§ **Work instruction**: Give every line of the records exactly, please, from the first up to and including the one containing "157L385 164L388 163L387".

━━━━━ Data for this task ━━━━━

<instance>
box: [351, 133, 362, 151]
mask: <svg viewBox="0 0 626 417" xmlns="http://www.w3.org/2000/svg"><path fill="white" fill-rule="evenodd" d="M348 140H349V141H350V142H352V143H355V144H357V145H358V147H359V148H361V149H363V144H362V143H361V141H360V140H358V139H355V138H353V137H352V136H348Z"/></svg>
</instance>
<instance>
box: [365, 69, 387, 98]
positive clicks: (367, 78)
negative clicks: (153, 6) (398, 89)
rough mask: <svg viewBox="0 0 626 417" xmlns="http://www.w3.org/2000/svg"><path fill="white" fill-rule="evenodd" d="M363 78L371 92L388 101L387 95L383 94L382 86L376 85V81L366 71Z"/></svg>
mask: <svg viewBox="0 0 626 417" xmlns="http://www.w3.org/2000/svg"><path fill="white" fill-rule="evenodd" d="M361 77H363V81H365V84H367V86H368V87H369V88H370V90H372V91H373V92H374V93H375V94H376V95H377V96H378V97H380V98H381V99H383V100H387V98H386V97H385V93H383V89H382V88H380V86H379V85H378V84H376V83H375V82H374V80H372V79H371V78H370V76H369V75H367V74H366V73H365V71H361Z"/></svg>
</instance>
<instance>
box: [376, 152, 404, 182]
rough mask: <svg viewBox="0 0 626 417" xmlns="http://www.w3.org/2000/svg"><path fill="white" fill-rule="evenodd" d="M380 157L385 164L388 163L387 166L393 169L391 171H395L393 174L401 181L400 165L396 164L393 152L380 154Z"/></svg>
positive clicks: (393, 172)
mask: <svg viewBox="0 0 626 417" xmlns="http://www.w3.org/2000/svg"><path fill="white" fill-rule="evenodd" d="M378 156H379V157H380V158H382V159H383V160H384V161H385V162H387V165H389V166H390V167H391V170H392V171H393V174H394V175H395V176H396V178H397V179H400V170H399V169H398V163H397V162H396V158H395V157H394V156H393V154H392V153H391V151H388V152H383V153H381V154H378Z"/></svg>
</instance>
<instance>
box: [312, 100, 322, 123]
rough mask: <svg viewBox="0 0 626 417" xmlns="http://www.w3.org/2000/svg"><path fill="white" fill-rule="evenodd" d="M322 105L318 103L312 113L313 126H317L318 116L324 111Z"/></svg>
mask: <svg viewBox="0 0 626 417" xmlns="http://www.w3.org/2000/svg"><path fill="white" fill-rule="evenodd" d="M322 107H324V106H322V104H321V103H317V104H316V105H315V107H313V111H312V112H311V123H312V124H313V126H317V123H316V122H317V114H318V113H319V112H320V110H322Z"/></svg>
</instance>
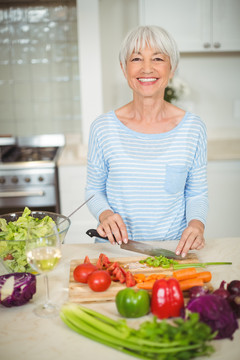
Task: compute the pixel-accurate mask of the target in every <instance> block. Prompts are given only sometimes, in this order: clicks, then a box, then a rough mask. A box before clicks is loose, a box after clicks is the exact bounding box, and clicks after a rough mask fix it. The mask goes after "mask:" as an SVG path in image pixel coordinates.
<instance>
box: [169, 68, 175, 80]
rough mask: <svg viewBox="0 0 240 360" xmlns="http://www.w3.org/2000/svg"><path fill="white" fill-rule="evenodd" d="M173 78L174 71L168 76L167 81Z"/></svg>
mask: <svg viewBox="0 0 240 360" xmlns="http://www.w3.org/2000/svg"><path fill="white" fill-rule="evenodd" d="M173 77H174V71H173V70H171V72H170V75H169V79H172V78H173Z"/></svg>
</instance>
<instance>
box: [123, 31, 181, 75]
mask: <svg viewBox="0 0 240 360" xmlns="http://www.w3.org/2000/svg"><path fill="white" fill-rule="evenodd" d="M146 46H149V47H151V48H153V49H155V50H157V51H160V52H161V53H163V54H165V55H168V56H169V58H170V64H171V69H172V71H175V70H176V68H177V66H178V62H179V51H178V47H177V44H176V41H175V40H174V39H173V37H172V36H171V35H170V34H169V33H168V32H167V31H166V30H164V29H163V28H161V27H159V26H138V27H137V28H135V29H133V30H131V31H130V32H129V33H128V34H127V36H126V37H125V39H124V40H123V42H122V44H121V47H120V52H119V61H120V63H121V64H122V66H123V69H124V70H126V64H127V60H128V59H129V57H130V56H131V54H132V53H133V52H138V51H140V49H144V48H145V47H146Z"/></svg>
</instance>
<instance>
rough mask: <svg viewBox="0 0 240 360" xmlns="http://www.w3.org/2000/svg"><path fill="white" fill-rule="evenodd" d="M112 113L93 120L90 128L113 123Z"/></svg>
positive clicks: (113, 113) (97, 117) (112, 116)
mask: <svg viewBox="0 0 240 360" xmlns="http://www.w3.org/2000/svg"><path fill="white" fill-rule="evenodd" d="M114 117H115V115H114V111H113V110H111V111H108V112H106V113H104V114H101V115H99V116H98V117H97V118H96V119H95V120H93V122H92V124H91V125H92V126H94V127H96V126H102V125H106V124H107V123H111V122H113V121H114Z"/></svg>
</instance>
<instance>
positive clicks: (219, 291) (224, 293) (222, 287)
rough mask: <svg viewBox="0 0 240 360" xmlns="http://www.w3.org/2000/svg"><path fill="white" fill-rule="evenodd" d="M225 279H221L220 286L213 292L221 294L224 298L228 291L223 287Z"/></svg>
mask: <svg viewBox="0 0 240 360" xmlns="http://www.w3.org/2000/svg"><path fill="white" fill-rule="evenodd" d="M225 285H226V281H224V280H223V281H222V282H221V284H220V287H219V288H218V289H217V290H215V291H214V292H213V294H214V295H217V296H221V297H222V298H224V299H227V298H228V297H229V295H230V293H229V292H228V291H227V290H226V289H225Z"/></svg>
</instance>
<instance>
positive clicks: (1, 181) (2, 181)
mask: <svg viewBox="0 0 240 360" xmlns="http://www.w3.org/2000/svg"><path fill="white" fill-rule="evenodd" d="M5 182H6V179H5V178H4V177H3V176H1V177H0V184H4V183H5Z"/></svg>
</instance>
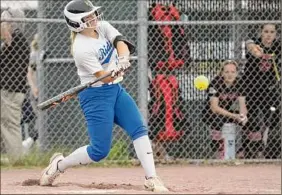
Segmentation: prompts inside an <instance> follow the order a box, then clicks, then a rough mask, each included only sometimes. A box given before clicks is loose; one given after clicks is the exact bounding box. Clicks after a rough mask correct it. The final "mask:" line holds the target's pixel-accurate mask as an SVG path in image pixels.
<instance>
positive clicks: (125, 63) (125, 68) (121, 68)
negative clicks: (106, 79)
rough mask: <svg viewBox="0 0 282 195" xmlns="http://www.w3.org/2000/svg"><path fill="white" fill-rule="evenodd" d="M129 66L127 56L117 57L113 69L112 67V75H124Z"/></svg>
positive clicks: (127, 56) (114, 76)
mask: <svg viewBox="0 0 282 195" xmlns="http://www.w3.org/2000/svg"><path fill="white" fill-rule="evenodd" d="M130 66H131V64H130V62H129V57H128V56H121V57H119V58H118V63H117V66H116V68H115V69H113V72H112V77H120V76H123V75H124V71H125V70H126V69H128V68H129V67H130Z"/></svg>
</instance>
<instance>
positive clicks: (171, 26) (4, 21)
mask: <svg viewBox="0 0 282 195" xmlns="http://www.w3.org/2000/svg"><path fill="white" fill-rule="evenodd" d="M67 2H68V1H65V0H62V1H43V0H42V1H2V2H1V13H2V12H3V11H4V10H7V8H8V7H10V8H20V9H23V10H24V13H25V18H19V17H15V16H13V15H12V17H8V18H2V17H1V25H2V23H10V24H21V25H23V27H21V29H20V30H21V31H22V33H23V36H22V37H24V38H25V39H26V41H27V43H28V46H27V47H26V48H27V49H26V51H25V52H28V53H29V52H31V53H32V54H31V57H30V62H29V66H30V69H31V70H29V71H27V70H28V64H25V66H24V63H23V66H22V67H21V68H19V66H18V64H17V63H21V62H17V61H15V60H17V58H18V56H17V55H16V54H14V55H12V56H11V55H10V54H9V56H8V55H7V54H6V53H5V52H4V51H5V49H7V48H6V46H5V44H4V43H3V42H4V41H3V36H2V31H1V61H2V62H1V77H2V78H1V138H2V139H1V153H2V154H5V153H6V152H8V151H9V149H7V144H6V142H9V141H7V140H6V138H5V134H4V132H3V129H2V124H4V121H5V120H6V118H5V117H4V116H3V117H2V113H5V112H8V111H7V110H6V107H4V106H3V104H4V102H5V100H4V95H3V94H4V91H13V90H14V89H13V87H11V85H13V84H11V83H13V82H16V85H19V82H22V83H21V84H22V85H23V86H25V87H24V88H25V89H26V90H22V91H21V92H22V93H24V94H25V100H24V101H23V104H22V106H21V110H22V114H23V117H21V135H20V138H21V140H22V141H23V145H24V147H23V148H25V147H29V146H28V145H29V144H30V145H31V143H32V142H28V141H27V138H29V137H31V138H35V139H36V142H35V144H33V146H32V147H33V148H34V147H36V148H37V149H38V150H36V152H38V153H41V152H45V153H46V152H47V151H54V150H56V151H62V152H66V153H68V152H71V151H73V150H74V149H76V148H78V147H80V146H83V145H86V144H88V143H89V140H88V136H87V130H86V123H85V120H84V116H83V114H82V112H81V109H80V106H79V103H78V101H77V100H76V99H75V100H71V101H68V102H66V103H64V104H62V105H59V106H57V107H55V108H54V109H49V110H47V111H38V110H37V109H36V108H35V107H32V105H33V104H36V103H38V102H42V101H45V100H46V99H48V98H51V97H53V96H55V95H57V94H59V93H61V92H63V91H65V90H68V89H69V88H71V87H74V86H76V85H78V84H79V79H78V76H77V74H76V68H75V65H74V61H73V59H72V58H71V55H70V33H69V30H68V29H67V27H66V25H65V24H64V19H63V8H64V6H65V5H66V4H67ZM93 3H95V5H99V6H102V11H103V17H104V19H106V20H108V21H109V22H110V23H111V24H112V25H113V26H114V27H116V28H117V29H118V30H119V31H120V32H121V33H122V34H124V35H125V36H126V37H128V39H129V40H130V41H132V42H133V43H134V44H135V45H137V46H138V47H137V51H136V53H135V56H133V57H132V67H133V68H132V69H131V71H130V72H129V73H128V75H127V76H126V78H125V80H124V81H123V82H122V84H123V86H124V87H125V88H126V89H127V90H128V92H129V93H130V94H131V95H132V96H133V98H134V99H135V100H136V101H137V103H138V105H139V107H140V109H141V111H142V113H143V115H144V116H145V118H146V119H147V121H148V127H149V133H150V138H151V140H152V143H153V147H154V151H155V156H156V159H165V160H172V161H175V159H184V160H193V159H194V160H195V159H221V160H223V159H226V158H227V154H224V151H226V148H227V146H228V147H229V149H230V148H231V149H233V150H235V151H234V152H233V154H231V156H232V157H231V158H233V157H234V156H235V158H238V159H239V158H240V159H253V160H254V159H259V161H264V159H271V160H272V161H274V160H275V159H281V81H280V75H281V37H280V34H281V2H280V1H279V0H272V1H270V0H265V1H254V0H242V1H235V0H197V1H196V0H175V1H168V0H163V1H162V0H158V1H157V0H148V1H111V0H109V1H102V0H97V1H95V2H93ZM11 10H13V9H11ZM1 27H2V26H1ZM250 40H253V41H254V42H255V43H256V44H260V46H261V47H262V48H263V49H264V51H263V52H264V53H265V54H273V53H274V54H275V55H263V56H260V57H252V56H250V55H251V54H250V52H249V51H248V50H247V43H249V42H250ZM19 42H20V45H21V46H22V45H23V44H25V43H24V42H23V41H22V40H19ZM29 50H30V51H29ZM225 60H235V61H236V62H237V63H238V69H236V72H237V73H238V78H237V81H238V80H239V79H240V81H241V80H242V83H243V84H242V85H240V86H239V84H238V85H235V84H234V85H231V86H232V87H231V89H230V87H227V86H226V85H224V82H223V80H222V77H220V76H221V75H222V74H220V73H219V72H220V71H221V66H222V62H223V61H225ZM32 62H33V63H32ZM3 67H5V68H3ZM224 71H225V69H224ZM224 71H223V72H224ZM226 71H227V72H228V71H229V69H228V70H226ZM30 72H32V73H34V74H35V75H36V76H37V79H36V82H35V83H36V84H37V87H33V86H31V87H30V86H29V85H28V83H29V82H28V80H27V79H26V77H21V78H20V79H14V77H13V76H11V75H13V74H14V73H15V75H17V74H22V73H24V74H31V73H30ZM236 72H235V73H236ZM235 73H234V74H235ZM226 74H228V73H226ZM199 75H205V76H206V77H208V78H209V80H210V83H211V84H212V86H210V88H209V89H208V90H203V91H200V90H197V89H196V88H195V87H194V84H193V82H194V78H196V77H197V76H199ZM229 77H232V75H231V76H230V75H229V76H226V79H227V80H228V78H229ZM224 78H225V77H224ZM238 83H241V82H239V81H238ZM37 89H38V91H37ZM213 91H216V92H217V93H213ZM2 96H3V98H2ZM34 96H35V98H34ZM239 96H240V97H241V96H244V97H246V107H247V109H248V114H247V117H248V122H247V123H246V124H245V125H242V124H241V123H239V122H236V117H237V115H235V114H236V113H239V110H238V106H236V105H237V104H238V97H239ZM2 99H3V100H2ZM211 99H213V100H215V99H216V100H218V102H219V103H218V105H219V106H221V107H222V108H224V109H226V110H228V111H229V112H230V113H233V115H232V117H233V118H232V117H229V118H228V117H224V116H223V115H220V114H215V113H216V111H214V110H213V111H212V109H211V106H210V103H209V102H210V100H211ZM239 99H240V98H239ZM2 102H3V103H2ZM5 103H7V102H5ZM9 103H10V104H12V103H13V102H12V100H11V102H9ZM7 109H9V108H8V107H7ZM9 112H10V109H9ZM11 112H12V111H11ZM7 115H8V113H7ZM10 116H12V115H10ZM237 118H238V117H237ZM237 121H238V120H237ZM230 124H231V125H230ZM4 125H5V124H4ZM228 125H229V126H228ZM6 126H7V124H6ZM8 126H9V125H8ZM227 127H228V128H227ZM224 129H227V131H228V130H229V132H230V131H232V132H233V133H234V134H236V135H235V136H234V137H232V138H231V139H230V140H231V141H230V140H229V142H228V143H225V144H224V140H225V139H223V137H224V135H225V133H223V132H225V130H224ZM14 142H15V141H14ZM233 142H234V143H233ZM8 145H9V144H8ZM15 145H16V144H15ZM233 146H234V147H233ZM17 147H20V146H18V145H17ZM112 147H113V148H112V151H111V153H110V155H109V157H108V160H117V161H118V162H121V161H123V160H130V159H136V156H135V154H134V151H133V149H132V148H133V147H132V143H131V141H130V140H129V137H128V136H127V135H126V134H125V133H124V131H123V130H122V129H120V128H119V127H115V128H114V130H113V145H112ZM224 148H225V149H224ZM18 149H19V148H18ZM24 151H25V152H27V151H26V150H24ZM30 151H32V149H30V150H29V152H30Z"/></svg>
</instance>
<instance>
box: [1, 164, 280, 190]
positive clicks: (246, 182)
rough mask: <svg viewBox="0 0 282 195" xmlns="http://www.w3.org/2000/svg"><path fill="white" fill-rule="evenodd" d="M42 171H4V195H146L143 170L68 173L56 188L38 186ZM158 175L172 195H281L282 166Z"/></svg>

━━━━━

§ **Task solution**:
<instance>
box: [351, 133, 362, 151]
mask: <svg viewBox="0 0 626 417" xmlns="http://www.w3.org/2000/svg"><path fill="white" fill-rule="evenodd" d="M348 140H349V141H350V142H352V143H355V144H357V145H358V147H359V148H361V149H363V144H362V143H361V141H360V140H358V139H355V138H353V137H352V136H348Z"/></svg>
</instance>
<instance>
box: [365, 69, 387, 98]
positive clicks: (367, 78)
negative clicks: (153, 6) (398, 89)
rough mask: <svg viewBox="0 0 626 417" xmlns="http://www.w3.org/2000/svg"><path fill="white" fill-rule="evenodd" d="M363 78L371 92L388 101L387 95L383 94L382 86L376 85V81L366 71Z"/></svg>
mask: <svg viewBox="0 0 626 417" xmlns="http://www.w3.org/2000/svg"><path fill="white" fill-rule="evenodd" d="M361 77H363V81H365V84H367V86H368V87H369V88H370V90H372V91H373V92H374V93H375V94H376V95H377V96H378V97H380V98H381V99H383V100H387V98H386V97H385V93H383V89H382V88H380V86H379V85H378V84H376V83H375V82H374V80H372V79H371V78H370V76H369V75H367V74H366V73H365V71H361Z"/></svg>
</instance>
<instance>
box: [376, 152, 404, 182]
rough mask: <svg viewBox="0 0 626 417" xmlns="http://www.w3.org/2000/svg"><path fill="white" fill-rule="evenodd" d="M380 157L385 164L388 163L387 166L393 169L391 171H395L393 174L401 181L400 165L396 164L393 152L380 154Z"/></svg>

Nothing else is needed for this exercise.